### DATA SECTION
+ + + + +
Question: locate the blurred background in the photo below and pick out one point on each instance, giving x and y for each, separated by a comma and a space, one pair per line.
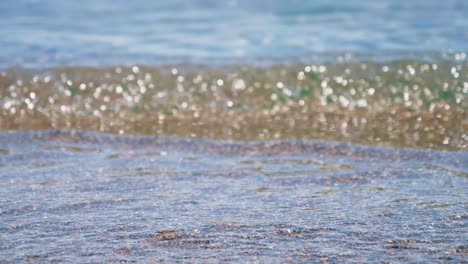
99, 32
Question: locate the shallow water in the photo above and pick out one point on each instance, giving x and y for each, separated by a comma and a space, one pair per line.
+ + + + +
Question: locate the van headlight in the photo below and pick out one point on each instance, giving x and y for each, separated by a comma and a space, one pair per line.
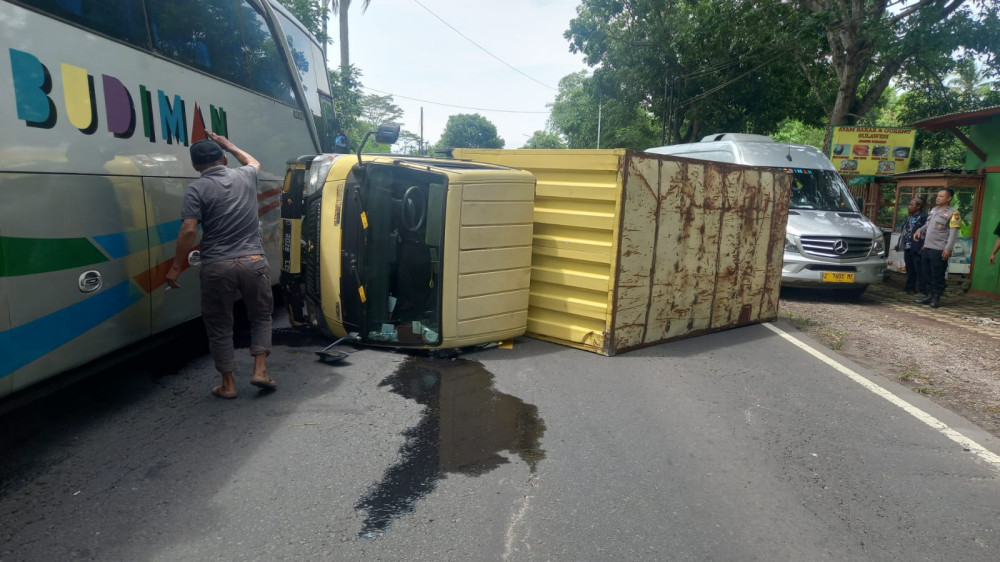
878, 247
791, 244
+ + + + +
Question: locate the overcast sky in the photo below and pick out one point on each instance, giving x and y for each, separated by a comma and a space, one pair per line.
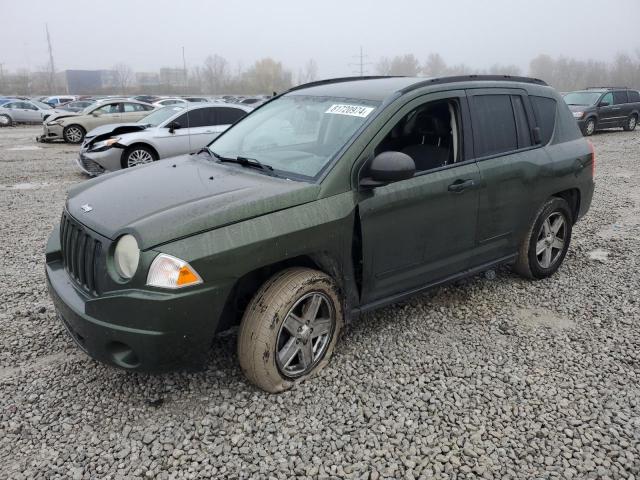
+ + + + +
### ACTION ITEM
Starting at the line above that contains "Question: locate the blurred", transcribe every line exactly through the line that contains "Question: locate the shallow", including that last one, and skip the pictures.

### PROBLEM SOLUTION
Question: locate the blurred background in the photo below and pick out one point on each instance, giving x and y for each, separated by a comma and a space, one pair per line.
99, 32
Question: locate the shallow water in the photo above and pick out one point on each instance, giving x and y for each, separated by a comma and a space, one pair per line.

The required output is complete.